---------- Passage for review

Lemon grass is a perennial, aromatic tall grass with a light lemon scent used for culinary and medicinal purposes. For centuries, herbalists have used the herb as an effective digestive tonic and nervous system relaxant. Lemon grass oil is used to help clear blemishes and maintain balanced skin tone. Lemon grass is also used as an insect and mosquito repellent. Now, according to Israeli scientists, they can add cancer prevention to the list of attributes associated with lemon grass.
If you are a cancer patient in Israel, your doctor is telling you to drink fresh lemon grass tea on the days that you go in for radiation or chemotherapy treatments. Ben Gurion University of the Negev researchers made a discovery last year that the lemon aroma in herbs like lemon grass kills cancer cells in vitro, while leaving healthy cells unharmed. In a fascinating article published in the Health section of Israel21c, it states that the study found the citral in lemon grass causes cancer cells to commit suicide in a process called apoptosis, a mechanism called programmed cell death. A drink with as little a one gram of lemon grass contains enough citral to signal the cancer cells to commit suicide.
It all began when researchers at Ben Gurion University of the Negev discovered last year that the lemon aroma in herbs like lemon grass kills cancer cells in vitro, while leaving healthy cells unharmed.
The research team was led by Dr. Rivka Ofir and Prof. Yakov Weinstein, incumbent of the Albert Katz Chair in Cell-Differentiation and Malignant Diseases, from the Department of Microbiology and Immunology at BGU.
Citral is the key component that gives the lemony aroma and taste in several herbal plants such as lemon grass (Cymbopogon citratus), melissa (Melissa officinalis) and verbena (Verbena officinalis.)

--------------------
---------- Source data

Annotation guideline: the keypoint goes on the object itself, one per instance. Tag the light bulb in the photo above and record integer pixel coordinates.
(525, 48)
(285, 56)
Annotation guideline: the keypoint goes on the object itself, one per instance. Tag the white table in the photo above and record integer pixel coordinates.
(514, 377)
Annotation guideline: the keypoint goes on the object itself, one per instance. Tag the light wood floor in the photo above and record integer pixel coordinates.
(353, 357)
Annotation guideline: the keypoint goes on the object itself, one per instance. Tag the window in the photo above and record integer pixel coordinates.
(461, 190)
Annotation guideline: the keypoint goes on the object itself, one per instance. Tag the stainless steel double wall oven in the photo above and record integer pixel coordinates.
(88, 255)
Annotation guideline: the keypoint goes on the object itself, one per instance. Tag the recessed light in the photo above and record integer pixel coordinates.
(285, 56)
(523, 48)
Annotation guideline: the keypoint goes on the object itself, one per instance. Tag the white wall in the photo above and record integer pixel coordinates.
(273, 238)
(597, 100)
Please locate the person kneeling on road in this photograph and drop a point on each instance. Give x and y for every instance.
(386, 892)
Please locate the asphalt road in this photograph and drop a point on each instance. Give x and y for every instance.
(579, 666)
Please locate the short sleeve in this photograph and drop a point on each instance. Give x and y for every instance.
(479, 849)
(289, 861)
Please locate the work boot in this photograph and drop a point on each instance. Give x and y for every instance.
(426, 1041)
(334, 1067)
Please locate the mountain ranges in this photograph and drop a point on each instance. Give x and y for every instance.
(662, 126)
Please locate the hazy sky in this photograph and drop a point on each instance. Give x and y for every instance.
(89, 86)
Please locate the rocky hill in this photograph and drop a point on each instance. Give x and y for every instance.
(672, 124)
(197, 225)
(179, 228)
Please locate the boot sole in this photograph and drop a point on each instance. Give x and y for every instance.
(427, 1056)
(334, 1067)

--------------------

Transcribe the passage of the lemon grass article from "Lemon grass is a perennial, aromatic" to "with lemon grass.".

Lemon grass is a perennial, aromatic tall grass with a light lemon scent used for culinary and medicinal purposes. For centuries, herbalists have used the herb as an effective digestive tonic and nervous system relaxant. Lemon grass oil is used to help clear blemishes and maintain balanced skin tone. Lemon grass is also used as an insect and mosquito repellent. Now, according to Israeli scientists, they can add cancer prevention to the list of attributes associated with lemon grass.